== MATERIAL SHOWN

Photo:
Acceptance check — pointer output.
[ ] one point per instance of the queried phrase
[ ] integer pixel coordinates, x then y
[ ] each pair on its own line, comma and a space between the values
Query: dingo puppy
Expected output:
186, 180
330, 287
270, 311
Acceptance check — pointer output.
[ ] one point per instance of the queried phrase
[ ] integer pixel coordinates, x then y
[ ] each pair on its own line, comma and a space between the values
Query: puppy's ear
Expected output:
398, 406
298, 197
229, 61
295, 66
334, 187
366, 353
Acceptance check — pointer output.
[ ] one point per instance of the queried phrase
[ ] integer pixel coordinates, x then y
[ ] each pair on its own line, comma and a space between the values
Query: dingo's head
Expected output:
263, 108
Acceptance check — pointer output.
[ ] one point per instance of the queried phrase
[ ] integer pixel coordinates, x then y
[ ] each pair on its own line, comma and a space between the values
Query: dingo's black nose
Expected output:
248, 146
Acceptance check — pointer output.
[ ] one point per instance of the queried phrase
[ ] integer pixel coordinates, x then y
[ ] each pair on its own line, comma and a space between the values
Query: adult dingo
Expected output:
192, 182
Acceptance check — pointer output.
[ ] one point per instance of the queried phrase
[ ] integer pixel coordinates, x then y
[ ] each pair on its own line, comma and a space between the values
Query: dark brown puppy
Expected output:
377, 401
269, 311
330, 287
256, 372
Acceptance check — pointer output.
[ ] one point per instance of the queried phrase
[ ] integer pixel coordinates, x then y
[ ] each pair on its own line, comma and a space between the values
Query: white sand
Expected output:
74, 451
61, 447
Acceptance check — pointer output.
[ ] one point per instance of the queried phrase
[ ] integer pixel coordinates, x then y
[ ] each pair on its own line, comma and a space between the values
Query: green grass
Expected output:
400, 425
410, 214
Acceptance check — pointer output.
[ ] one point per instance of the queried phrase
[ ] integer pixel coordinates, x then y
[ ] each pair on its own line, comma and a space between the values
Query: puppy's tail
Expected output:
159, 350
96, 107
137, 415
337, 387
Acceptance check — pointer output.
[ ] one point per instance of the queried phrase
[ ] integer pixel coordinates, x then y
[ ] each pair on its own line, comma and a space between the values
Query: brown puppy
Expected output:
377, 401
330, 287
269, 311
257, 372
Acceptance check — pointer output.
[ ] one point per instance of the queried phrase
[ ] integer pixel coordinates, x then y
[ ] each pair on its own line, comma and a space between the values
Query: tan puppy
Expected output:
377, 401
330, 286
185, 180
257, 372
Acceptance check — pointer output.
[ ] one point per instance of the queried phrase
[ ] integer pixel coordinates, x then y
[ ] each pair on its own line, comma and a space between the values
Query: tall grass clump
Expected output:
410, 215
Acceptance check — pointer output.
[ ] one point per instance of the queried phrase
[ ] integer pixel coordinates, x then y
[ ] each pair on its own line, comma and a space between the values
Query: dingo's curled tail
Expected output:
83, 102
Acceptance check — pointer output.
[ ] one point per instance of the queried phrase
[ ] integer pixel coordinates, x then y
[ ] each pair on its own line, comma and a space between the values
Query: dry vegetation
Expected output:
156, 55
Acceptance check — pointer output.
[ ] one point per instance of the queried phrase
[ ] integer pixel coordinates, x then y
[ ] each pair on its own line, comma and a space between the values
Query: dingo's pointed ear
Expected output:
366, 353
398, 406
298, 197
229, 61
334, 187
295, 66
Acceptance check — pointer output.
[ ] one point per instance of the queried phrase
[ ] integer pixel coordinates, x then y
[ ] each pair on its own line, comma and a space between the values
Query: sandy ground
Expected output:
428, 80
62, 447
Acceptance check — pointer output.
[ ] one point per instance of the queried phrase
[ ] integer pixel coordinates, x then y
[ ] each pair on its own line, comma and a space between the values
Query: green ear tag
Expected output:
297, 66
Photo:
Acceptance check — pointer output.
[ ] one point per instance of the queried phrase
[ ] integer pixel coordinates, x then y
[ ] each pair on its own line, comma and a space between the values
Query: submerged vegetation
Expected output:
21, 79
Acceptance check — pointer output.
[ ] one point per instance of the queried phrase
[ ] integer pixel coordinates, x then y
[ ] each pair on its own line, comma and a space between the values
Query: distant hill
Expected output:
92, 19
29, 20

====

TASK BRIEF - Type the whole listing again, unaltered.

COMPLETED TASK -
Photo:
Acceptance check — pointer output.
[ ] one point per instance of the queried phrase
[ ] integer pixel coordinates, x then y
[ ] each pair on its own line, comma and a space between the values
Query: dingo puppy
Expected output:
186, 180
330, 287
270, 311
Acceptance check — pointer output.
[ ] one point per instance of the queried phrase
[ ] integer pixel coordinates, x then y
[ ] each pair on its own line, comma and a space between the values
Query: puppy's ear
Expected output:
398, 406
298, 197
229, 61
295, 66
334, 187
366, 353
Acceptance check — pointer output.
[ ] one point per instance of the queried phrase
[ ] integer pixel coordinates, x then y
[ ] each pair on its own line, comma and a space between the values
Query: dingo's head
Expected output:
263, 108
Acceptance check — pointer output.
[ ] one point per instance of the queried phrase
[ ] integer pixel coordinates, x then y
[ ] each pair on its own line, comma and a space between the values
Query: dingo's black nose
Expected output:
248, 146
Acceptance check — pointer output.
[ ] one point per instance of the queried phrase
[ ] integer pixel coordinates, x then y
[ ] each pair on its own line, comma and a space between the values
Query: adult dingo
Expected output:
192, 182
Acceptance check — pointer output.
[ ] one point per instance of the queried phrase
[ ] integer pixel coordinates, x then y
[ ] each pair on its own line, comma and a space between the values
Query: dark brown puppy
Expected output:
377, 401
269, 311
330, 287
256, 372
Acceptance check — pointer output.
[ ] one point per instance of the queried phrase
[ ] integer pixel coordinates, x then y
[ ] each pair on its own line, comma and a space between the values
Query: white sand
Expected output:
74, 451
61, 447
Acceptance check — pointer output.
[ ] one point per instance of the queried phrase
[ ] integer pixel coordinates, x then y
[ ] each pair on its own line, comma and a space between the values
Query: green grass
Expected output:
400, 425
410, 214
Acceptance check — pointer output.
[ ] one point per instance of the queried phrase
[ ] integer pixel coordinates, x then y
[ ] each pair on its own line, comma and a space between the values
Query: puppy's tail
Expected output:
159, 350
96, 107
137, 415
337, 387
Acceptance check — pointer output.
[ ] one point per instance of the queried phrase
[ ] integer pixel coordinates, x then y
[ ] each pair on its own line, comma and a space between the values
Query: brown puppy
Expected output:
377, 401
330, 287
269, 311
257, 372
Acceptance check — pointer output.
[ ] one point per instance of the queried phrase
[ ] integer pixel coordinates, x then y
[ ] each pair on its own line, comma and a space between the values
Query: tan puppy
Expected output:
377, 401
330, 286
185, 180
257, 372
Acceptance check — pointer output.
[ ] one point per instance of the queried phrase
[ ] integer pixel coordinates, x then y
[ ] each pair on its own line, comma and a space between the values
Query: tall grass clump
Expected output:
410, 215
Acceptance check — pointer output.
[ ] one point per instance of the queried phrase
[ ] integer pixel coordinates, x then y
[ ] each pair on its own line, comma and a space between the values
Query: dingo's curled tail
Expected output:
83, 102
Acceptance check — pointer output.
[ ] one point per instance of the queried phrase
[ ] integer pixel coordinates, x then y
[ ] each pair on its own line, comma and a space between the values
Query: dry vegetation
Expected output:
156, 55
Acceptance check — pointer output.
[ ] one point per instance of the queried phrase
[ ] integer pixel coordinates, x then y
[ ] each pair on its own line, comma and a space between the values
Query: dingo's pointed ear
Expected output:
366, 353
398, 406
298, 197
229, 61
334, 187
295, 66
Acceptance check — pointer output.
[ ] one point per instance of the queried phrase
[ ] integer pixel coordinates, x then y
[ ] each pair on its own line, comma and a space between the values
Query: sandy ground
Expected output:
428, 80
62, 447
Acceptance check — pointer output.
[ ] one point per instance of the queried phrase
[ ] integer pixel coordinates, x then y
[ ] each pair on its own line, comma and a space between the values
Query: green ear tag
Expected output:
297, 66
Photo:
Acceptance check — pointer output.
[ ] one point per instance of the queried phrase
[ ] integer pixel coordinates, x then y
[ ] each pair on its own line, comma and a space between the values
Query: submerged vegetation
Expected output:
21, 79
Acceptance check — pointer output.
[ ] one point per instance of the queried phrase
[ ] integer pixel coordinates, x then y
[ ] each pair on its own line, comma and a space between the values
Query: distant hill
Expected output:
92, 19
29, 20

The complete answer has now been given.